**What the task asks**
Copy the lines from the one containing "For the pointing benchmark, tag the shirt collar" through the end of the rows, substituting "bird's" for "owl's" and changing nothing else.

Source data
# # # # # # #

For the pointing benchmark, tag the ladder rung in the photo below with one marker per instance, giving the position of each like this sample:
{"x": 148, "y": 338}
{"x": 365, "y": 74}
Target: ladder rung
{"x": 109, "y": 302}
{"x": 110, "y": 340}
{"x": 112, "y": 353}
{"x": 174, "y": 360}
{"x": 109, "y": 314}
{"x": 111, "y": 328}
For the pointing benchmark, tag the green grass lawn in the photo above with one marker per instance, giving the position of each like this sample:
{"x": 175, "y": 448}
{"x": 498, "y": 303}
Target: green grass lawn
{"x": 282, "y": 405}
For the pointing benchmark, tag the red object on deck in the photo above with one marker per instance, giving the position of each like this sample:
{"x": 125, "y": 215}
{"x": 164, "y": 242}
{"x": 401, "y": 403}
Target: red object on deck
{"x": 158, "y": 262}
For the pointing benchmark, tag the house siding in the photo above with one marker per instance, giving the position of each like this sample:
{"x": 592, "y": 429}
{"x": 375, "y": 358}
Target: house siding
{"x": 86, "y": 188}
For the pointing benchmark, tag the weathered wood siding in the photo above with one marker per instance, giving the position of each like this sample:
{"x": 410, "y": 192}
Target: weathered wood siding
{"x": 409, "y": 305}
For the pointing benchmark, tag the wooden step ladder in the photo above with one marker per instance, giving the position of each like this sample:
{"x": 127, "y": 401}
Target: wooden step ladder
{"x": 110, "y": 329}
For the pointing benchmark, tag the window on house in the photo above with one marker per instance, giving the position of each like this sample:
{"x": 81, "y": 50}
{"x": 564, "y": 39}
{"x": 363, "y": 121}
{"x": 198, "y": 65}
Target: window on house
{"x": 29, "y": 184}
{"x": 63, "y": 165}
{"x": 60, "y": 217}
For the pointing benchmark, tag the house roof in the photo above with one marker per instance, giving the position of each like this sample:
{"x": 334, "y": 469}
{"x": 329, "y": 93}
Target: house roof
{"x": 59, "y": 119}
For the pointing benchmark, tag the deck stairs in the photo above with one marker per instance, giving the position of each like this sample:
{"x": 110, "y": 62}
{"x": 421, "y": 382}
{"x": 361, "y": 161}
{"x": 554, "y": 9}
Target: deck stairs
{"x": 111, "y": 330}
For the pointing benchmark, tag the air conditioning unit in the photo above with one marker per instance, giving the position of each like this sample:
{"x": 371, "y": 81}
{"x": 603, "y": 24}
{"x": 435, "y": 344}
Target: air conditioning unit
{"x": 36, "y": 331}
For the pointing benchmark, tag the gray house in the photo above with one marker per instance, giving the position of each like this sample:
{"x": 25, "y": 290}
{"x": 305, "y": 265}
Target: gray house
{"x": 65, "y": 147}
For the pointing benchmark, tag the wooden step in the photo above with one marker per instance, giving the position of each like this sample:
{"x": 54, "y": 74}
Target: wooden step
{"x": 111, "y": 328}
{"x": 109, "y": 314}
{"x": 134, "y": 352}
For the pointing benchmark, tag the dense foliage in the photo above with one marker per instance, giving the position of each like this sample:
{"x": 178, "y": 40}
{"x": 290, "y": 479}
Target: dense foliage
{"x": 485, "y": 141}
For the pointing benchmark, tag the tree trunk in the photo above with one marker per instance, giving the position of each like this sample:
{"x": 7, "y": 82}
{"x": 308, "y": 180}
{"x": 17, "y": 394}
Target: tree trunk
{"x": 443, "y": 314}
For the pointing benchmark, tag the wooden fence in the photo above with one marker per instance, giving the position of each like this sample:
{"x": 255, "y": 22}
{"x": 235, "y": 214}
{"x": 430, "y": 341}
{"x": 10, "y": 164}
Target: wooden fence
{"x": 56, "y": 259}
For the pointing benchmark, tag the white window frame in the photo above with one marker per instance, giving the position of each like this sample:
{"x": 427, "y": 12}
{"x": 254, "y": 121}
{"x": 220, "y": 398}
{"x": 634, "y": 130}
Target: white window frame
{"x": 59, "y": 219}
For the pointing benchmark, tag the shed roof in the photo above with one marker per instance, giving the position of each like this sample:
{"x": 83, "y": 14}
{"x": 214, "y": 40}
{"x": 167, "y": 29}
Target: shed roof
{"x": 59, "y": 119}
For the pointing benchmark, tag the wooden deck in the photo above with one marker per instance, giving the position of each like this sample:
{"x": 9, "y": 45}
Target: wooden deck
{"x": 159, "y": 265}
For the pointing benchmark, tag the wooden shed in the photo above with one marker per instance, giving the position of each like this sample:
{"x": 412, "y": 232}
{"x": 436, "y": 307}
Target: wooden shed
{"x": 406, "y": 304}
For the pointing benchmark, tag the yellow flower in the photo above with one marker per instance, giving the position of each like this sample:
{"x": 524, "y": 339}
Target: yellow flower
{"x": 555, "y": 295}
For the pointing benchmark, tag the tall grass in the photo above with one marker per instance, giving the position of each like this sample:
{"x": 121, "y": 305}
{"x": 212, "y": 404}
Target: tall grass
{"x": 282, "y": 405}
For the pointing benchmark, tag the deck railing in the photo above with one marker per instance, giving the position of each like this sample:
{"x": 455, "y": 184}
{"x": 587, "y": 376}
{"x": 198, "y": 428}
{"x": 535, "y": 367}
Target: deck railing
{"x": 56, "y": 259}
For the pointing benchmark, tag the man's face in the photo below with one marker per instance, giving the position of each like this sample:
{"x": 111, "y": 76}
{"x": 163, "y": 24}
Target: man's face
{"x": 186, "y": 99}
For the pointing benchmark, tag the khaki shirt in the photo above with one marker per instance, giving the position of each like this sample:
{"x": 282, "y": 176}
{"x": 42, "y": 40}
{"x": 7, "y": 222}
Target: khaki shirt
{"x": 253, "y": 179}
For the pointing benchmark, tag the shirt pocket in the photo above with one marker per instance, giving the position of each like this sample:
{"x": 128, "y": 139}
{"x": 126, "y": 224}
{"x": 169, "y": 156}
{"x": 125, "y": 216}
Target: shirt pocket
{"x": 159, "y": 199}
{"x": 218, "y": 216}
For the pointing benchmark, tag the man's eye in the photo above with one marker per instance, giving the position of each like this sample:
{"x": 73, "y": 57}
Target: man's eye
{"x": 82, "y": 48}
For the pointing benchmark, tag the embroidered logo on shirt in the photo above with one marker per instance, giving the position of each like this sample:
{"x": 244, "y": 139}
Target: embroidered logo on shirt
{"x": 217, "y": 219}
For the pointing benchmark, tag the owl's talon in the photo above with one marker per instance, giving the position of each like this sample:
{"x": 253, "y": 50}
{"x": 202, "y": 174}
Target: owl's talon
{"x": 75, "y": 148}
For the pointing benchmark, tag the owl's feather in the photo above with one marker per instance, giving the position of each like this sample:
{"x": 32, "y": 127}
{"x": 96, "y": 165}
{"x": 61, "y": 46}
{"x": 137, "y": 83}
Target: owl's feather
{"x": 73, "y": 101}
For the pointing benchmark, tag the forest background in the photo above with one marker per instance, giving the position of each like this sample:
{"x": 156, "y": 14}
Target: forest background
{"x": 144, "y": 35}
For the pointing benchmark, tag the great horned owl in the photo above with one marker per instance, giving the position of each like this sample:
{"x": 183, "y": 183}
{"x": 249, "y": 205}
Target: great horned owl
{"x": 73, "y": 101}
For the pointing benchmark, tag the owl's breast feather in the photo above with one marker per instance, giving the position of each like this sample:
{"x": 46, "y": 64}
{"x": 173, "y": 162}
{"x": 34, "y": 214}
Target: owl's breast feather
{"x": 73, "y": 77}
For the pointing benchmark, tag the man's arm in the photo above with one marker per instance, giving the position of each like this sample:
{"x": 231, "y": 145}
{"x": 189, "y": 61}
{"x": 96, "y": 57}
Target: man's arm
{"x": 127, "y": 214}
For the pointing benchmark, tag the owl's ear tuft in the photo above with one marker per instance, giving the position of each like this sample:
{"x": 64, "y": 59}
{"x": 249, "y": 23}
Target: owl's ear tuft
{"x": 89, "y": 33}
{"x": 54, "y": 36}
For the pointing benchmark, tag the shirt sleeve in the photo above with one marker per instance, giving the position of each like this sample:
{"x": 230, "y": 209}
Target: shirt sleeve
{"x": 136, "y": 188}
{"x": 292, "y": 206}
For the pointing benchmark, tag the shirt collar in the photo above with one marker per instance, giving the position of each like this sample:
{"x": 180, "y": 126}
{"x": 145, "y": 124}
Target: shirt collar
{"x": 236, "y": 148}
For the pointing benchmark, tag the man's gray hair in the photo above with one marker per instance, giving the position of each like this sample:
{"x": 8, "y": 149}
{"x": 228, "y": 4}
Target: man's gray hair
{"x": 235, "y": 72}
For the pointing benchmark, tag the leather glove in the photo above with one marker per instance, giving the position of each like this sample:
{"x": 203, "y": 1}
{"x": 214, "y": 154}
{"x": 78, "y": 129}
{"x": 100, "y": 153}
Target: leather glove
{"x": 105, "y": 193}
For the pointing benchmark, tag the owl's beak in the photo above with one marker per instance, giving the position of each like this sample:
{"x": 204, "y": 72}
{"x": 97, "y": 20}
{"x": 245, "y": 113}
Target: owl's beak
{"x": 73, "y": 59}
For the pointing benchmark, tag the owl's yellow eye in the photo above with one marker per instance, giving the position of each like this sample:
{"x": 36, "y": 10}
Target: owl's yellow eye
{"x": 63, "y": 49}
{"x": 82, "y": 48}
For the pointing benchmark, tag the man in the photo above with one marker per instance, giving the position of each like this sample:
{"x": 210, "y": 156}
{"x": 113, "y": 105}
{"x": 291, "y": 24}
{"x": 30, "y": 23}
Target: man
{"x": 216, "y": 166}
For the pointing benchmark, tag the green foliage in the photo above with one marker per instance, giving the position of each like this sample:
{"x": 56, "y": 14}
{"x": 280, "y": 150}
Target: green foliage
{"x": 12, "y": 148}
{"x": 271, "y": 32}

# # # # # # #

**Solution for this exercise**
For the pointing benchmark, tag the shirt collar in the photo above with one marker per instance, giving the position of each like this sample:
{"x": 180, "y": 126}
{"x": 145, "y": 124}
Target: shirt collar
{"x": 236, "y": 148}
For the pointing benchmark, tag the man's gray hair in the photo above with one marker per instance, giving the position of each like this sample:
{"x": 8, "y": 149}
{"x": 228, "y": 4}
Target: man's gray hair
{"x": 235, "y": 72}
For the pointing benchmark, tag the leather glove in the photo above with one marker per instance, giving the position of each like this sample:
{"x": 203, "y": 1}
{"x": 214, "y": 154}
{"x": 78, "y": 129}
{"x": 100, "y": 153}
Target: leather glove
{"x": 105, "y": 193}
For the pointing benchmark, tag the bird's beak in the photo above with one marker per instance, giving the position of each like this sample:
{"x": 204, "y": 72}
{"x": 97, "y": 20}
{"x": 245, "y": 113}
Target: bird's beak
{"x": 73, "y": 59}
For the pointing benchmark, tag the bird's yellow eye in the photo above with one marker per instance, giving the position of each like this sample:
{"x": 36, "y": 10}
Target: bird's yellow eye
{"x": 63, "y": 49}
{"x": 82, "y": 48}
For the pointing benchmark, tag the man in the photo above with one marker per instance, giving the position of each like this sample:
{"x": 210, "y": 156}
{"x": 113, "y": 105}
{"x": 291, "y": 24}
{"x": 30, "y": 23}
Target: man
{"x": 216, "y": 166}
For the pointing benchmark, tag the green foliage in the photo above with one marker per instance, giving the position of each like this sample:
{"x": 56, "y": 14}
{"x": 280, "y": 150}
Target: green foliage
{"x": 12, "y": 148}
{"x": 271, "y": 32}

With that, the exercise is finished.